▶ [What you should do]: Copy every record below, exactly as written.

(Object pointing dataset rows)
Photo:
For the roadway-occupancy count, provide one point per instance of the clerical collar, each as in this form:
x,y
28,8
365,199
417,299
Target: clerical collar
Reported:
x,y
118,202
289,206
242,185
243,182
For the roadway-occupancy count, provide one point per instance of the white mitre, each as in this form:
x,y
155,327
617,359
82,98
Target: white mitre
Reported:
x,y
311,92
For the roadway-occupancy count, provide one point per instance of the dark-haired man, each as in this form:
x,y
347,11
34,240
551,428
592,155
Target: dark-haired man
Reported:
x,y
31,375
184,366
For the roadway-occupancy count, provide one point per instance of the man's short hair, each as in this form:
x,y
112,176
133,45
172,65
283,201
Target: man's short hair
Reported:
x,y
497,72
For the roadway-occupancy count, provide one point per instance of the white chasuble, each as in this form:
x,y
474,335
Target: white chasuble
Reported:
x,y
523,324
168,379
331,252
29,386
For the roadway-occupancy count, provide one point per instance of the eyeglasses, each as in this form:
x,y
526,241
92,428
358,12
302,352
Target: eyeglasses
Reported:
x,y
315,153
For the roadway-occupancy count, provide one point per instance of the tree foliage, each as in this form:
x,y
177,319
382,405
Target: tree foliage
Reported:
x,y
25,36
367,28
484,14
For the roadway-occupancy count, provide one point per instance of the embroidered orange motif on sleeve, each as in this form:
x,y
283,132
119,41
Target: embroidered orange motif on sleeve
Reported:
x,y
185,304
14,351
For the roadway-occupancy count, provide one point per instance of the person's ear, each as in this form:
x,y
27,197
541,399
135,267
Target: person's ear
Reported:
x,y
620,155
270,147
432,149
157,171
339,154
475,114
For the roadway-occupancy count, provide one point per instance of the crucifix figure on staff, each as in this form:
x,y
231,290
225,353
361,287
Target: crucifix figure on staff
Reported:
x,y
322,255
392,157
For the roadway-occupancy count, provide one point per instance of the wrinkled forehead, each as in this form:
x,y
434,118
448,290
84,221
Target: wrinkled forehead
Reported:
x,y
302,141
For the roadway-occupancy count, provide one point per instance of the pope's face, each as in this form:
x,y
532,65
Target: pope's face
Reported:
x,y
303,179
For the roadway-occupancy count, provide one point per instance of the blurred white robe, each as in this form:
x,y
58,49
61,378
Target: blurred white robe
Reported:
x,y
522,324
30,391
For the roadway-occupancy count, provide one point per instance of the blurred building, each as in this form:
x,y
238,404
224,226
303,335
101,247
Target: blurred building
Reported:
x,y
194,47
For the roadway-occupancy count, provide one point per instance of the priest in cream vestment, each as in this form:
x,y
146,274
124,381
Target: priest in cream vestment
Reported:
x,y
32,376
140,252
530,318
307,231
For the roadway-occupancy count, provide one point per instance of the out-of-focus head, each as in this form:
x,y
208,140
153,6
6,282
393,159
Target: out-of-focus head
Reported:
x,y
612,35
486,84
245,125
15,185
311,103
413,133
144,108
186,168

▶ [Exercise answer]:
Photo:
For the roadway-occupancy count, provide one point per instance of the clerical collar, each as in this form:
x,y
28,8
365,199
417,299
Target: clerical collar
Reported:
x,y
118,202
289,206
242,185
243,182
For the roadway-occupancy count, provide one point per instance of the white mitre, each as in this form:
x,y
155,327
617,359
82,98
Target: white mitre
Reported:
x,y
311,92
For the roadway-occupancy count, provide one point per instance of the dark-haired man, each as in this form:
x,y
347,11
34,240
551,428
592,155
Target: dark-haired man
Reported:
x,y
31,375
184,366
For the roadway-occupancy count, provide one point per instance of the man's short hair, each as in this form:
x,y
112,176
133,45
172,65
283,201
Target: man's short hair
Reported:
x,y
497,72
For the roadway-occupancy count, provide one point per instance of the white chasuble, each as in this form:
x,y
474,335
Target: white chasuble
Reported:
x,y
523,324
168,379
331,252
29,386
For the roadway-occupancy count, provide one point per instance of the eyeglasses, each as in this form:
x,y
526,241
92,428
358,12
302,352
Target: eyeglasses
Reported:
x,y
315,153
For the roadway-occupancy count, provide one point per instance of the tree foliage, each as in this form:
x,y
177,319
382,405
Target: tree foliage
Reported:
x,y
25,36
367,28
484,14
For the roadway-occupancy count, provide one point per instance of the embroidered orange motif on sleeve, each as in this form:
x,y
283,132
119,41
Target: embroidered orange motif on sleeve
Reported:
x,y
185,304
14,351
For the roadway-occupancy count, provide one point per instance of the person's ear, each as in this form:
x,y
27,197
541,399
135,267
Target: person's ear
Reported:
x,y
620,155
270,147
432,149
157,171
339,154
475,114
For the roadway-occupancy count, provide one point per instance of the crucifix figure on staff, each as in this form:
x,y
231,290
225,353
361,287
Target: crucifix figure on staff
Reported:
x,y
322,255
392,157
For the roadway-occupancy count, provide one point per instance of the wrinkled forehead, each as in this form:
x,y
434,118
448,290
84,221
Target: wrinkled forehead
Reported:
x,y
302,141
For the roadway-occupancy count, provide one point per instance of the pope's face, each as in this form:
x,y
532,65
Target: pope's face
Reported:
x,y
303,179
For the roadway-occupancy count, provide one point per instance of the blurred white robe, each as in this form:
x,y
58,49
61,378
Target: blurred white robe
Reported:
x,y
522,324
30,391
For the roadway-occupancy count, provide one point per instance of the blurred building, each as in this form:
x,y
238,404
224,226
303,335
101,247
Target: blurred building
Reported:
x,y
194,47
For the roadway-occupancy count, provide one point per instance of the priest in cream vestment, each as in this form:
x,y
146,274
124,381
Target: priest in cream vestment
Reported:
x,y
32,376
140,252
530,318
307,231
For the roadway-occupancy count, provide one point per instance of the out-of-focus head, each as in this form:
x,y
208,140
153,6
6,282
393,159
Target: out-of-focus head
Reported:
x,y
612,35
486,84
245,125
15,185
311,103
413,133
144,108
186,168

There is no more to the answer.